:: Task data
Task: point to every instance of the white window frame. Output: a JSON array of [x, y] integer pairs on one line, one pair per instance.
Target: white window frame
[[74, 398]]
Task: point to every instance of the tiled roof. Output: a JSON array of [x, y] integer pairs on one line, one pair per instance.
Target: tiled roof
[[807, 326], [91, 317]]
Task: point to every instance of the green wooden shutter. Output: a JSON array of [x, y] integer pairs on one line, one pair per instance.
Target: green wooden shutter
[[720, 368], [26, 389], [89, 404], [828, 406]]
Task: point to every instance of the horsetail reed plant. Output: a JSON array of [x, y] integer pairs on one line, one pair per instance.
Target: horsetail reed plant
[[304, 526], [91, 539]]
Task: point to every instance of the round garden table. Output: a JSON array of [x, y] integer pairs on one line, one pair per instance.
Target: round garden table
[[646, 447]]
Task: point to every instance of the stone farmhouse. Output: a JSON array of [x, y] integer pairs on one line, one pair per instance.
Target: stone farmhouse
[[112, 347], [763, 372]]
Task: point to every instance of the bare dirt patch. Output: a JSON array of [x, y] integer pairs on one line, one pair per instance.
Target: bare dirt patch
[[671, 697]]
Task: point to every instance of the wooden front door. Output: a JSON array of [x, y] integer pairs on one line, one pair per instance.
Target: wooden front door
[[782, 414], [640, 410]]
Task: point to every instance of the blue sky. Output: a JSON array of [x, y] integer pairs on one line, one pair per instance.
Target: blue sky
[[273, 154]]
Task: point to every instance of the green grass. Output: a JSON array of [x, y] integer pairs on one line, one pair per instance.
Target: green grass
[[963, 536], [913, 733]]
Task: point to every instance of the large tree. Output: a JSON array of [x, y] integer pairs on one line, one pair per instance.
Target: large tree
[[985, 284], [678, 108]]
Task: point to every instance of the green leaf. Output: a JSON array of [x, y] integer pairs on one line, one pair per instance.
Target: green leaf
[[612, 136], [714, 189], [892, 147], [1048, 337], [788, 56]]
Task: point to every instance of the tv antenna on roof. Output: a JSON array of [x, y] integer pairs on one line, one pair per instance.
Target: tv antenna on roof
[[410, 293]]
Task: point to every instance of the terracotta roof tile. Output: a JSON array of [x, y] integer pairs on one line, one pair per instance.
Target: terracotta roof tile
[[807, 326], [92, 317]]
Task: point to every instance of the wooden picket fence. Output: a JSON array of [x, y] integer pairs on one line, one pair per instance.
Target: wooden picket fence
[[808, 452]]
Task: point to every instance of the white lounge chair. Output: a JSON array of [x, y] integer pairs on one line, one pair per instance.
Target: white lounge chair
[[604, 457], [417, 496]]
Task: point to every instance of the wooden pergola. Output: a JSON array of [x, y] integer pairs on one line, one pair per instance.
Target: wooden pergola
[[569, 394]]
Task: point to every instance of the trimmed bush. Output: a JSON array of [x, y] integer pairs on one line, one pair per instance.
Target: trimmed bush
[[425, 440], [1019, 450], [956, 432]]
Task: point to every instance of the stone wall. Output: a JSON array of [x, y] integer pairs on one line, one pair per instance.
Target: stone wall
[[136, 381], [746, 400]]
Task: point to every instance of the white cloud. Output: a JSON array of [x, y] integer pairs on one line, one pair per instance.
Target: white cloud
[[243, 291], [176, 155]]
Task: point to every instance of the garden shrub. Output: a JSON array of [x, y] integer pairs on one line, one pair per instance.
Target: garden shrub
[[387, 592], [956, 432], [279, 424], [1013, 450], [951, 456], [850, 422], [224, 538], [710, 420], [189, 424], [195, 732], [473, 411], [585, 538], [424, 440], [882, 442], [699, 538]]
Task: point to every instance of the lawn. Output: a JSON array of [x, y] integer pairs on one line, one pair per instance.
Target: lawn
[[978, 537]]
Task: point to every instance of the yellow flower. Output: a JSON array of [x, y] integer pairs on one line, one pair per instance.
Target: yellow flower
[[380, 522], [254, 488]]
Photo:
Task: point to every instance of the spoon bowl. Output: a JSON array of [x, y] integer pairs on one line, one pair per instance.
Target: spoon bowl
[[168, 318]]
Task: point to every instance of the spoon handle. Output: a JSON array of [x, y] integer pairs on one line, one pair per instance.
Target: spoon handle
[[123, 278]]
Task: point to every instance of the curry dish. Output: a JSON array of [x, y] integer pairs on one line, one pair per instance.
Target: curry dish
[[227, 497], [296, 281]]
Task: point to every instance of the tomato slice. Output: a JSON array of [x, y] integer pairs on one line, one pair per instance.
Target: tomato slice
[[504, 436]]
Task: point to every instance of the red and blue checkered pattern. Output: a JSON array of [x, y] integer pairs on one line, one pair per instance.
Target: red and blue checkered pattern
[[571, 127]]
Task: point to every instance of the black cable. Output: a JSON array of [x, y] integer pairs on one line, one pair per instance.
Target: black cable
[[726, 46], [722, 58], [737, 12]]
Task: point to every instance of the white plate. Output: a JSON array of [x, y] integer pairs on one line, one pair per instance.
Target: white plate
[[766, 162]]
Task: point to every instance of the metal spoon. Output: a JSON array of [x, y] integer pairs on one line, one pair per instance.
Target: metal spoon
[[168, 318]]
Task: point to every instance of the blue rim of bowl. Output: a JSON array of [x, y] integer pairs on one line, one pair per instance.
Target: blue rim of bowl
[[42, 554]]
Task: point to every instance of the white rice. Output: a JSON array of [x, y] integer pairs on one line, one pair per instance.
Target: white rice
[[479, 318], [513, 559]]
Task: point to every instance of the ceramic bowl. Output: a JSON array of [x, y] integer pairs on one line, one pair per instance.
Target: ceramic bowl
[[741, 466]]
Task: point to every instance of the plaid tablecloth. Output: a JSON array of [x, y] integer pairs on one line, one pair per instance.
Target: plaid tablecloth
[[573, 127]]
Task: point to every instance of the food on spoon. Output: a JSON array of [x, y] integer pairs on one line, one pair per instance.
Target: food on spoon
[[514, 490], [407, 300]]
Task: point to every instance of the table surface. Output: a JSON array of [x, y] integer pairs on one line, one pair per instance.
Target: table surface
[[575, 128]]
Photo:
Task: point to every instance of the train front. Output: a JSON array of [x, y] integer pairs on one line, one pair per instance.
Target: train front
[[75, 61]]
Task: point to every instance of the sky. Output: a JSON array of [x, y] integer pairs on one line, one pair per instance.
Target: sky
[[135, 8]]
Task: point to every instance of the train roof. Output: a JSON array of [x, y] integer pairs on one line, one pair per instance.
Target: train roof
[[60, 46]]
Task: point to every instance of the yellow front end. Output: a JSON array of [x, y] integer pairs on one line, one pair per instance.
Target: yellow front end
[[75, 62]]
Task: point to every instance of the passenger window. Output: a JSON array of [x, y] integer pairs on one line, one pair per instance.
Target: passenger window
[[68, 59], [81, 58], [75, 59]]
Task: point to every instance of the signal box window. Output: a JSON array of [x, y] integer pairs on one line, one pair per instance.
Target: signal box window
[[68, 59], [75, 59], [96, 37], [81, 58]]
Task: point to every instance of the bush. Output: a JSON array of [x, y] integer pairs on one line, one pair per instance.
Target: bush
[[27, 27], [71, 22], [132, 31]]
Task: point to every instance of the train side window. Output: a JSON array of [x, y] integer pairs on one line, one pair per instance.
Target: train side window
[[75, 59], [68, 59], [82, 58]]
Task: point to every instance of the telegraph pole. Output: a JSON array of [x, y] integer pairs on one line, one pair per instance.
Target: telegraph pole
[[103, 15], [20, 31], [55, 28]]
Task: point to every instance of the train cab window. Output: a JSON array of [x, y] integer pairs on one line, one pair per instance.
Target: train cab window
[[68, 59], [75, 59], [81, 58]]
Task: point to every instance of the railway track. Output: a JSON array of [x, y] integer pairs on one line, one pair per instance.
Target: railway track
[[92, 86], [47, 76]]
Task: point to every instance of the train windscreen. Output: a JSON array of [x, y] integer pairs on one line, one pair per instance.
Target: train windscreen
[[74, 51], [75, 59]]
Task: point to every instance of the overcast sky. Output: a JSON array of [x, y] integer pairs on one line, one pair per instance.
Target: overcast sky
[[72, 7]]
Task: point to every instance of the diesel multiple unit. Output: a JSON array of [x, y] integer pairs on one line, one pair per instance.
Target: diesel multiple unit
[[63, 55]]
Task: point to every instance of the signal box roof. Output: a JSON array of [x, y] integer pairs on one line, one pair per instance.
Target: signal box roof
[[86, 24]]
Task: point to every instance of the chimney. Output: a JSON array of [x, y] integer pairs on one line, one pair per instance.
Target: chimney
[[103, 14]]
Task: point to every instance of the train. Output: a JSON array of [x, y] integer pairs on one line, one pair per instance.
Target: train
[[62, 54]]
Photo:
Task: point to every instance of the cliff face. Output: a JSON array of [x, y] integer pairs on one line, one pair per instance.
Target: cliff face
::::
Exactly and only the lines from the one containing "Task: point to every instance of the overcast" through the end of the material are to be reproduced, both ends included.

Task: point to every instance of the overcast sky. Output: a JSON array of [x, y] integer pairs on one line, one pair per instance.
Target: overcast sky
[[72, 7]]
Task: point to every instance of the diesel multiple unit. Output: a JSON array of [x, y] integer pairs on one line, one pair per instance.
Target: diesel multiple unit
[[63, 55]]
Task: point to every instance of the signal box roof. Output: a JSON array of [x, y] integer pairs on one line, one pair per instance.
Target: signal box roof
[[86, 24]]
Task: point to every instance of the chimney. Output: a JSON array of [x, y] integer pairs on one line, one pair per instance.
Target: chimney
[[103, 14]]
Task: point to every instance of the train. Output: a JSON array of [x, y] integer pairs on one line, one pair per instance.
Target: train
[[62, 54]]
Photo:
Task: point to every instance of the cliff face. Output: a JSON array of [x, y] integer pairs on one line, one pair per instance.
Target: cliff face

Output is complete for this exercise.